Lewinsky saw herself as 'good girl,''sexual soul mate' Documents reveal range of emotions, maturity in dealing with Clinton

The Clinton Investigation

September 22, 1998|By Ellen Gamerman | Ellen Gamerman,SUN NATIONAL STAFF

WASHINGTON -- As Monica Lewinsky fell in love with President Clinton, she began to believe that she had entered an exclusive circle of those he trusted, and understood "the sweet little boy" in him in a way most of the world would never see.

In segments of the 2,800 pages of documents released by the House Judiciary Committee yesterday, Lewinsky emerges as a self-described "good girl" -- desperate to please everyone from the grand jury to Clinton himself. Alternately, she calls herself a "sexual soul mate" who believed that as her relationship with the president progressed she gained great access to his emotional life.

The documents speak for a Monica Lewinsky whose voice has yet to be heard in public. She emerges as both too young and too old for her years.

In interviews with investigators, Lewinsky said Clinton had told her, "My life is empty," and was gripped by periods of deep remorse and times when he missed his dead mother. She described him as torn between his "Saturday night personality," where he indulged his sexual impulses, and a "Sunday personality," where he regretted his actions and went to church.

But if Lewinsky believed she could see past the layers of the presidential Clinton -- "I thought he had a beautiful soul," she told the grand jury -- the president's view of Lewinsky was far more clinical. He suggested that the former White House intern, dubbed "The Stalker" by certain administration regulars, was a decent person, but a handful.

"She got upset from time to time," he told the grand jury. "I was upset about her conduct." Clinton called her "basically a good girl with a good heart and a good mind." But he added, "I think she is burdened by some unfortunate conditions of her, her upbringing."

He said he knew she would not remain silent after their relationship ended: "It was a part of her psyche."

Throughout the documents, Lewinsky can sound like the class drama queen. "I want to hug him so bad right now I could cry," she wrote in an e-mail. It was as though she had snagged the guy voted most popular by the rest of the world, noting, "Everybody was enamored with him."

Despite what she suspects is her better judgment, Lewinsky cannot help but fuel the rich fantasy life that her relationship with Clinton created.
_ _ _
Please carry on the news article about Monica Lewinsky and the released documents, picking up after its final sentence. The records that come next are separate material and are not part of the article.

_Extracted data entries_.
_ _ _
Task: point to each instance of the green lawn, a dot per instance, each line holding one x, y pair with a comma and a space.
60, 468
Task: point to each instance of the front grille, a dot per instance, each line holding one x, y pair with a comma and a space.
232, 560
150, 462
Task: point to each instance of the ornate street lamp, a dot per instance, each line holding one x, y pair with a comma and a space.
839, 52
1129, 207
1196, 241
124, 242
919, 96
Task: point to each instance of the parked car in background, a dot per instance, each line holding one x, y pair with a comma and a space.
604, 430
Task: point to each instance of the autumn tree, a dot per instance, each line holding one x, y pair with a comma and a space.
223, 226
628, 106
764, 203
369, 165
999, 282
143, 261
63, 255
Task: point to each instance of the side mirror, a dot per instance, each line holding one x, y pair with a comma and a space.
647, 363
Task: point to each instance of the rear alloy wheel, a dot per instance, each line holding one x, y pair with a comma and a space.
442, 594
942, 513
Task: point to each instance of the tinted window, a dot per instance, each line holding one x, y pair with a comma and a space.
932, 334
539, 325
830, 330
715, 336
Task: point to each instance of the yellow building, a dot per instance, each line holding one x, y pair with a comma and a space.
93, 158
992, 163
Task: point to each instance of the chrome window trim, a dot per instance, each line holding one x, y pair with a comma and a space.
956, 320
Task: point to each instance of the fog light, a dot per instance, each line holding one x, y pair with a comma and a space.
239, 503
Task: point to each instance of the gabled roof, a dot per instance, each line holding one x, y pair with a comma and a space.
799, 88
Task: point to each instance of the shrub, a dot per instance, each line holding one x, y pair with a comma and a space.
_ _ _
_Output of the exercise_.
"I loved you with all my heart, Bill," she wrote in a draft e-mail. "I wanted to be with you all of the time. Most recently in London, I walked the streets thinking how content I would be to walk the streets at your side while you spoke of things past -- filled the air and my soul with your knowledge of history."

She hardly shrinks from power. She submits a written "wish list" of dream jobs to the president, which includes a job as an assistant producer at any of the networks, an MTV staffer or "anything at George," a hip political magazine. In her testimony, she states, the president "certainly owed me" help in seeking a new job and added that she deserved an apology from Clinton after her family refrained from attacking him when the dalliances were revealed.

At the same time, she also appears as a naive young woman looking for wisdom from the powerful men around her. She is obedient, not complaining after getting smacked on the backside by Clinton confidant Vernon Jordan after one of their meetings, according to transcripts of her interviews with investigators.

Lewinsky occasionally combines sexual affairs, personal insecurities and national events in the same thought. She recalled that she may have sent Clinton sunglasses, an erotic postcard and note about education reform all on the same day -- Oct. 16, 1997.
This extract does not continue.